**Instructions for the task**
In full and exactly, please return the records, but keep out the pictures.

*** Begin section ***

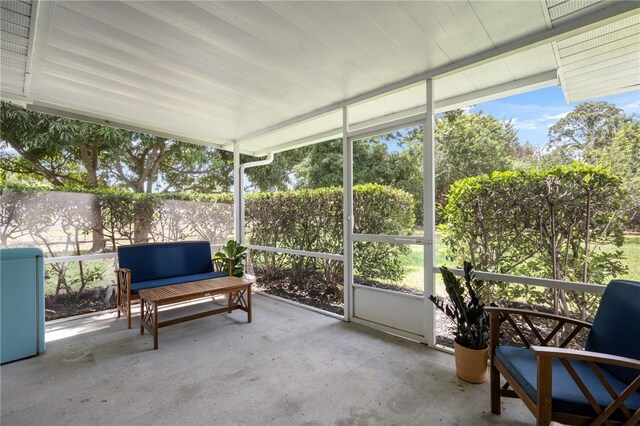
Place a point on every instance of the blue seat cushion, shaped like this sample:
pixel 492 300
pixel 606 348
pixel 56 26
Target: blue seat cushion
pixel 141 285
pixel 155 261
pixel 616 327
pixel 566 396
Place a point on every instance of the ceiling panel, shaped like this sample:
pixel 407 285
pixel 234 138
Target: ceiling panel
pixel 601 61
pixel 214 72
pixel 15 24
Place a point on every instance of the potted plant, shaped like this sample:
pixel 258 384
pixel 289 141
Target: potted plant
pixel 466 309
pixel 231 255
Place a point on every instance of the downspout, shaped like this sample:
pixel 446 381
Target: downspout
pixel 243 167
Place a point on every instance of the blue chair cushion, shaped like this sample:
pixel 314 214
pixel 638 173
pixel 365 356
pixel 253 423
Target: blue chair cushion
pixel 141 285
pixel 566 396
pixel 616 327
pixel 156 261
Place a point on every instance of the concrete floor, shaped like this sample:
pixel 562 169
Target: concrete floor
pixel 290 366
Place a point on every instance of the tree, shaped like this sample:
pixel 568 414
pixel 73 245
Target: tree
pixel 623 156
pixel 547 223
pixel 585 132
pixel 471 145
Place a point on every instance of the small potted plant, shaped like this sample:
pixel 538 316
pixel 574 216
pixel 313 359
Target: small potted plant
pixel 231 256
pixel 466 309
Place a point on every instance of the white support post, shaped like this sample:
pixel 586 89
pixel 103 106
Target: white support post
pixel 238 219
pixel 429 216
pixel 347 214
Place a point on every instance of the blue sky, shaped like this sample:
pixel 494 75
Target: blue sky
pixel 536 111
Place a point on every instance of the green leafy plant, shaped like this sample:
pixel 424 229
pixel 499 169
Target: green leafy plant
pixel 232 254
pixel 465 307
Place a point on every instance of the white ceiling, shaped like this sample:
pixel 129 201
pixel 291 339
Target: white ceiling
pixel 218 72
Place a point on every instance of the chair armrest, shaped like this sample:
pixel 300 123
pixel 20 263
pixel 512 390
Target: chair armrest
pixel 498 315
pixel 599 357
pixel 536 314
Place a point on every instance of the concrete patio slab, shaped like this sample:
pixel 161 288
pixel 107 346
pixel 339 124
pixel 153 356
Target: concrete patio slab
pixel 290 366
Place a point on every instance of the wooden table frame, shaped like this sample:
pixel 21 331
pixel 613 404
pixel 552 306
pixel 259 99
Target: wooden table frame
pixel 238 291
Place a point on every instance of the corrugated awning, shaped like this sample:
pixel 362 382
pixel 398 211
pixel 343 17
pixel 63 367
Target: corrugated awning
pixel 274 75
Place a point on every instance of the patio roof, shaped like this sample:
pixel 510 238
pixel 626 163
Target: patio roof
pixel 274 75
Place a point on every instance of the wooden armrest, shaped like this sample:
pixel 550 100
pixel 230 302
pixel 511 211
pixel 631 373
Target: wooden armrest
pixel 530 313
pixel 602 358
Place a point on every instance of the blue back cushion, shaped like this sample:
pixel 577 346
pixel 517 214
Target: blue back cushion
pixel 616 327
pixel 163 260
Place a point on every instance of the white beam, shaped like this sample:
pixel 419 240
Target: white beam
pixel 107 121
pixel 429 215
pixel 615 12
pixel 411 116
pixel 309 140
pixel 347 215
pixel 238 219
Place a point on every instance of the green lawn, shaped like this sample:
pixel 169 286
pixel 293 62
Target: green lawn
pixel 413 262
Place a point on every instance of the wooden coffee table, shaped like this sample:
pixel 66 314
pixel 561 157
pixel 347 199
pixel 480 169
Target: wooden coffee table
pixel 238 291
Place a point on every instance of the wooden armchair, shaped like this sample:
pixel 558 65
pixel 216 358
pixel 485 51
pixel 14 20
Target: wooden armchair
pixel 600 385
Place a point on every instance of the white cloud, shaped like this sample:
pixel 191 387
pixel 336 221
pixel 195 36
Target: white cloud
pixel 556 116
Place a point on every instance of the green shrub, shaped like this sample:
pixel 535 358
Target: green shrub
pixel 311 220
pixel 541 223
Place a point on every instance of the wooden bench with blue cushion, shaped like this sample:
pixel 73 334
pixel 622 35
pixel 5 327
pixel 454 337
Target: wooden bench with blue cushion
pixel 600 385
pixel 151 265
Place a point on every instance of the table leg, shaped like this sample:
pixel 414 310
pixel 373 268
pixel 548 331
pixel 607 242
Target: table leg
pixel 249 304
pixel 155 325
pixel 141 315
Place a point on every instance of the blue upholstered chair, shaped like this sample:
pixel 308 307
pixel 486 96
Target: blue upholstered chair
pixel 600 385
pixel 150 265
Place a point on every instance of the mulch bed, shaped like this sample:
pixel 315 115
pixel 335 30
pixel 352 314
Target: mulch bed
pixel 91 300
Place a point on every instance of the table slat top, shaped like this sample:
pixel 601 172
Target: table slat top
pixel 195 288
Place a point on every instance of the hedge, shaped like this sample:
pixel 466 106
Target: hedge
pixel 308 220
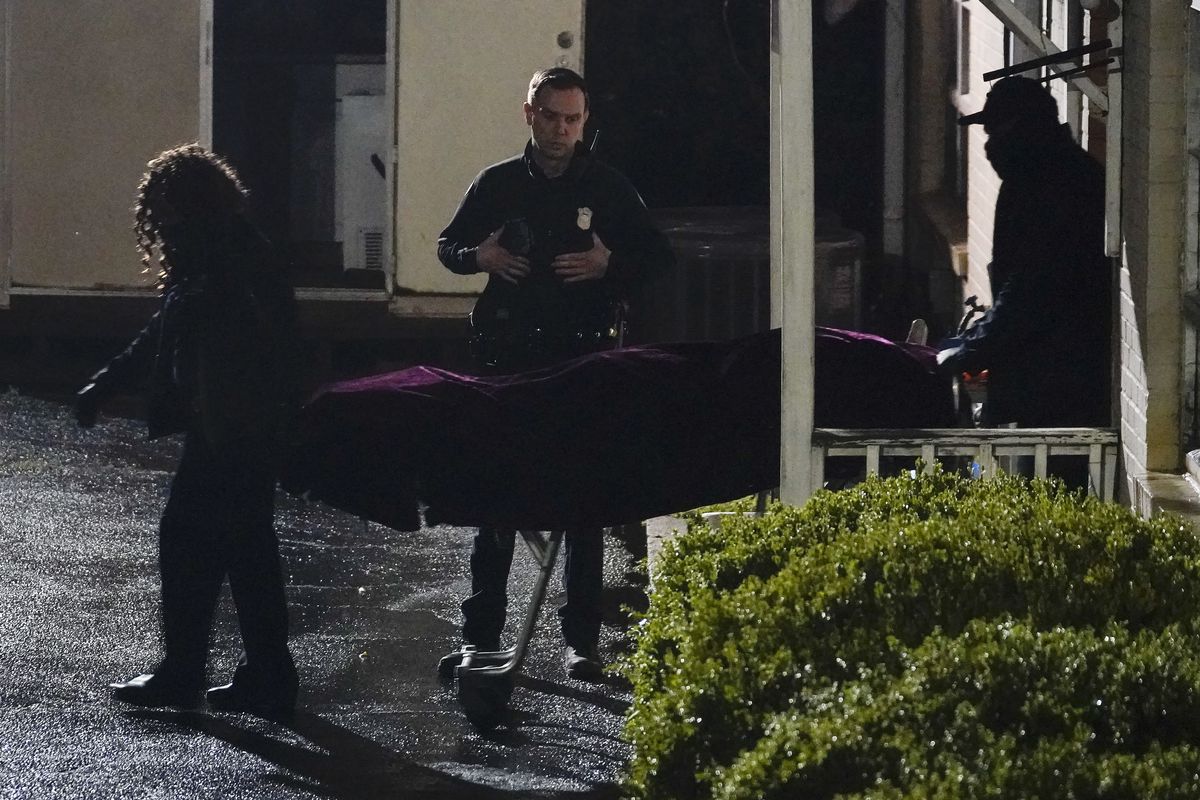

*** End section ***

**Task answer**
Place a point on every instance of the blue seat cushion, shaped like this sample:
pixel 492 300
pixel 606 348
pixel 56 26
Target: blue seat cushion
pixel 141 285
pixel 155 261
pixel 616 327
pixel 566 396
Place a point on every instance of the ceiling panel, shaped like this sample:
pixel 407 285
pixel 234 138
Target: ceiling panel
pixel 601 61
pixel 214 72
pixel 15 24
Place a point on every instance of the potted plant, shaped like this sample:
pixel 258 384
pixel 289 141
Target: potted plant
pixel 466 309
pixel 231 255
Place a point on every instance of the downspout, shaped like this sample:
pixel 446 381
Target: downspout
pixel 243 167
Place a point on every instance of the blue chair cushion, shaped like this sample:
pixel 314 214
pixel 638 173
pixel 365 356
pixel 253 423
Target: blue chair cushion
pixel 141 285
pixel 566 396
pixel 616 327
pixel 156 261
Place a point on every instance of the concrete floor, shaped like this sample:
pixel 562 169
Target: concrete floor
pixel 290 366
Place a point on every instance of the tree, shaped like this sample:
pixel 568 414
pixel 73 245
Target: tree
pixel 623 156
pixel 547 223
pixel 585 132
pixel 471 145
Place a point on every instance of the small potted plant, shaped like this sample:
pixel 538 316
pixel 574 216
pixel 313 359
Target: small potted plant
pixel 231 256
pixel 466 309
Place a point on every instance of the white support post, shaped like this sample:
pixel 586 89
pixel 103 106
Target: white support post
pixel 238 219
pixel 429 216
pixel 347 214
Place a point on every instance of the blue sky, shaped like this sample:
pixel 494 75
Target: blue sky
pixel 536 111
Place a point on every instance of the green leafy plant, shaped like this sample:
pixel 424 229
pixel 499 169
Target: green leafy plant
pixel 232 254
pixel 465 307
Place a point on every instance of the white ceiling, shaped like this sample:
pixel 129 201
pixel 291 339
Target: white ceiling
pixel 218 72
Place a point on every instance of the chair armrest, shaped like this sample:
pixel 300 123
pixel 20 263
pixel 512 390
Target: chair armrest
pixel 498 315
pixel 599 357
pixel 536 314
Place a point on every instance of the concrete patio slab, shaped like this sample:
pixel 161 288
pixel 107 346
pixel 339 124
pixel 153 356
Target: concrete patio slab
pixel 290 366
Place a point on every instance of the wooden table frame, shaped like this sample:
pixel 21 331
pixel 613 404
pixel 552 306
pixel 259 99
Target: wooden table frame
pixel 238 291
Place a point on every instance of the corrugated awning, shaped like this sample:
pixel 362 382
pixel 398 211
pixel 343 17
pixel 63 367
Target: corrugated awning
pixel 274 75
Place a point on every instance of the patio roof, shaped like this sample:
pixel 510 238
pixel 626 163
Target: patio roof
pixel 274 75
Place a point on every instance of the wooden armrest, shaped like this sample:
pixel 550 100
pixel 230 302
pixel 511 211
pixel 631 373
Target: wooden armrest
pixel 530 313
pixel 602 358
Place a point on every instance of the blue back cushion, shaped like this sample:
pixel 577 346
pixel 517 214
Target: blue back cushion
pixel 616 327
pixel 163 260
Place a point on every instance of the white beam, shaped like this sample:
pixel 419 240
Target: white beam
pixel 107 121
pixel 429 215
pixel 615 12
pixel 411 116
pixel 309 140
pixel 347 215
pixel 238 219
Place a point on every instance of the green lawn, shaped like this sample:
pixel 169 286
pixel 293 62
Target: green lawn
pixel 413 262
Place a point on every instance of the wooden coffee table, shaped like this sample:
pixel 66 314
pixel 561 157
pixel 347 199
pixel 480 169
Target: wooden coffee table
pixel 238 291
Place a point on every instance of the wooden armchair, shaped like this sample:
pixel 558 65
pixel 216 358
pixel 485 51
pixel 14 20
Target: wooden armchair
pixel 600 385
Place a point on every instance of the white cloud, shaped like this sample:
pixel 191 387
pixel 336 221
pixel 195 36
Target: white cloud
pixel 556 116
Place a point on every instance of the green shrub, shaped like this sample:
pixel 535 358
Target: green shrub
pixel 311 220
pixel 541 223
Place a point on every instance of the wooden bench with blue cushion, shaped like this sample:
pixel 73 334
pixel 622 35
pixel 5 327
pixel 454 337
Target: wooden bench with blue cushion
pixel 600 385
pixel 151 265
Place a point on every instance of the table leg, shaped like this sample:
pixel 414 310
pixel 373 268
pixel 548 331
pixel 607 242
Target: table leg
pixel 249 304
pixel 155 325
pixel 141 315
Place a point on every instance of the blue upholstered chair, shaped like this sample:
pixel 308 307
pixel 486 96
Target: blue upholstered chair
pixel 600 385
pixel 150 265
Place a point on every instance of the mulch bed, shaped like this sample:
pixel 315 115
pixel 335 30
pixel 352 314
Target: mulch bed
pixel 91 300
Place a point on every instance of the table slat top, shaped like this sample:
pixel 601 172
Target: table slat top
pixel 195 288
Place a point on every instance of the hedge, shaped like this sample:
pixel 466 106
Target: hedge
pixel 308 220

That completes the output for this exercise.